EXERCISE GOAL
Beginning with the line that contains "Target: white cloud", extract each line through the end of the listing below, with no additions or omissions.

PROVIDED DATA
┌──

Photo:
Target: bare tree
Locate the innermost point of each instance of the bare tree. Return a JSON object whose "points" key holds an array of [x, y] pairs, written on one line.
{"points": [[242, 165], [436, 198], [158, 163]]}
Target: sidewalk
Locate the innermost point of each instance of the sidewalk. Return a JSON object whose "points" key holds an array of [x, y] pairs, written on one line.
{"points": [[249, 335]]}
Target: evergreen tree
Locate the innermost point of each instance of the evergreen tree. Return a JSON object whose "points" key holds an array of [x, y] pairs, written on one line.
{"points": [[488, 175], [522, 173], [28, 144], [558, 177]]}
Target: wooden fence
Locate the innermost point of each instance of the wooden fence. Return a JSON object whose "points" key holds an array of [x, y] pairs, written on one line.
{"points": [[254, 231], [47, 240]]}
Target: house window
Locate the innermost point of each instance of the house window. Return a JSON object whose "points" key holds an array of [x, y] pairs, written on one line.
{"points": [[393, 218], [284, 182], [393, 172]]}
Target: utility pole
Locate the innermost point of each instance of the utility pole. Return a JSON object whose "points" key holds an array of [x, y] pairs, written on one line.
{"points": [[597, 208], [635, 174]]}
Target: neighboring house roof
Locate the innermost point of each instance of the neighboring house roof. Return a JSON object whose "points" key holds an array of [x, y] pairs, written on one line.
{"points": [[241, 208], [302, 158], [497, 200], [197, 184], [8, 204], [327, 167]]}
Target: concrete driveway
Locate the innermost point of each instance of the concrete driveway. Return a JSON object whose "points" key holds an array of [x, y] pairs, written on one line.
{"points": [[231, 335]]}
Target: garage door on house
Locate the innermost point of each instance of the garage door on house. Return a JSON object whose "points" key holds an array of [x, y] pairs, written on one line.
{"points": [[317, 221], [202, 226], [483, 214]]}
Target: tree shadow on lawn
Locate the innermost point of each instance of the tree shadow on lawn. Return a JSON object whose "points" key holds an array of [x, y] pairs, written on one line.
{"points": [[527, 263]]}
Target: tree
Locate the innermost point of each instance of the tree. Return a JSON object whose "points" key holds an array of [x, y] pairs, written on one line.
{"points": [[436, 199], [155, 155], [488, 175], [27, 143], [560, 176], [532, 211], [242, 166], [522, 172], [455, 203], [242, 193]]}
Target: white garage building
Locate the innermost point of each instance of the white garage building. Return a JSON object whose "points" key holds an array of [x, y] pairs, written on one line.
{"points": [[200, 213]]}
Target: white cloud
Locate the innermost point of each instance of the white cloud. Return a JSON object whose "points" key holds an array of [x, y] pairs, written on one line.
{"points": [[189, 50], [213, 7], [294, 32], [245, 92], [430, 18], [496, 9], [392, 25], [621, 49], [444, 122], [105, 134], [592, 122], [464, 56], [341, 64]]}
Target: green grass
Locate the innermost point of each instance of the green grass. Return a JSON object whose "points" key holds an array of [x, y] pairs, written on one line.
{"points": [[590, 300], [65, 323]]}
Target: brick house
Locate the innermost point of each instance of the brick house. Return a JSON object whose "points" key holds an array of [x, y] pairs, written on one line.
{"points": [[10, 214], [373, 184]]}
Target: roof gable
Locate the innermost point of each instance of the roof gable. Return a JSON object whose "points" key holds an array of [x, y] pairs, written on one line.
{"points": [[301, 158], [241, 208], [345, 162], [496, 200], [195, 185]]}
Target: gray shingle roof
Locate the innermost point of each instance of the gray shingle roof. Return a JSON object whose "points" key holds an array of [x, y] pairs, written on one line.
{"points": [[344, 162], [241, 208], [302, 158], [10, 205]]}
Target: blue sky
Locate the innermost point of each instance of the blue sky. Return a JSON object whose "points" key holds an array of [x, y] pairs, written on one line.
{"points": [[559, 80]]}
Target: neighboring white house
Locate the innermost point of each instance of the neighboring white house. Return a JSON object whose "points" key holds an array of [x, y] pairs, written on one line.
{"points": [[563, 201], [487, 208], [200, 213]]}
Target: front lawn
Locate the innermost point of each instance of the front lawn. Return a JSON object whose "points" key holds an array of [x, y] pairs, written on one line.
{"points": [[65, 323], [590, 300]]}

└──

EXERCISE SOLUTION
Target: white cloud
Locate the innermost point of each instance of the white cloud. Return a JSON object whose "points" key holds an array of [x, y] pairs, written on one line.
{"points": [[189, 50], [213, 7], [294, 32], [245, 92], [430, 18], [496, 9], [392, 25], [621, 49], [444, 122], [105, 134], [592, 122], [464, 56], [341, 64]]}
Target: green grass
Locate the innermost point of each instance of the green grass. Return a JSON object whose "points" key holds an array of [x, y] pairs, written on one line.
{"points": [[590, 300], [65, 323]]}
Target: brick house
Locate the innermost point of each instance of the brick house. Return a JSON object whose "points" key holds an array of [x, y] pairs, written on one line.
{"points": [[10, 214], [373, 184]]}
Target: roof gable
Locate the innermost point of each instance of the roof gable. Return a JSON object whose "points" key holds an array of [x, y] pairs, written on one line.
{"points": [[301, 158], [241, 208], [345, 162], [496, 200], [195, 185]]}
Target: gray shingle roof
Locate the innermost point of each instance of the gray shingle roof. Return a JSON object whose "points" key holds an array of [x, y] pairs, written on one line.
{"points": [[344, 162], [241, 208], [302, 158], [10, 205]]}
Target: blue sky
Locate the innermost point of each instance of the blue sky. Return a JSON object whose "points" key holds an array of [x, y] pairs, written on one line.
{"points": [[559, 80]]}
Target: neighboring white house
Locate the innermost point of each instance of the neighboring white house. Return a JSON object whose "points" key holds an array of [x, y] pairs, written on one line.
{"points": [[563, 201], [487, 208], [200, 213]]}
Target: front lawn
Locate the innermost point of each instance of the front lawn. Return a JSON object whose "points" key holds an array of [x, y] pairs, written on one line.
{"points": [[65, 323], [590, 300]]}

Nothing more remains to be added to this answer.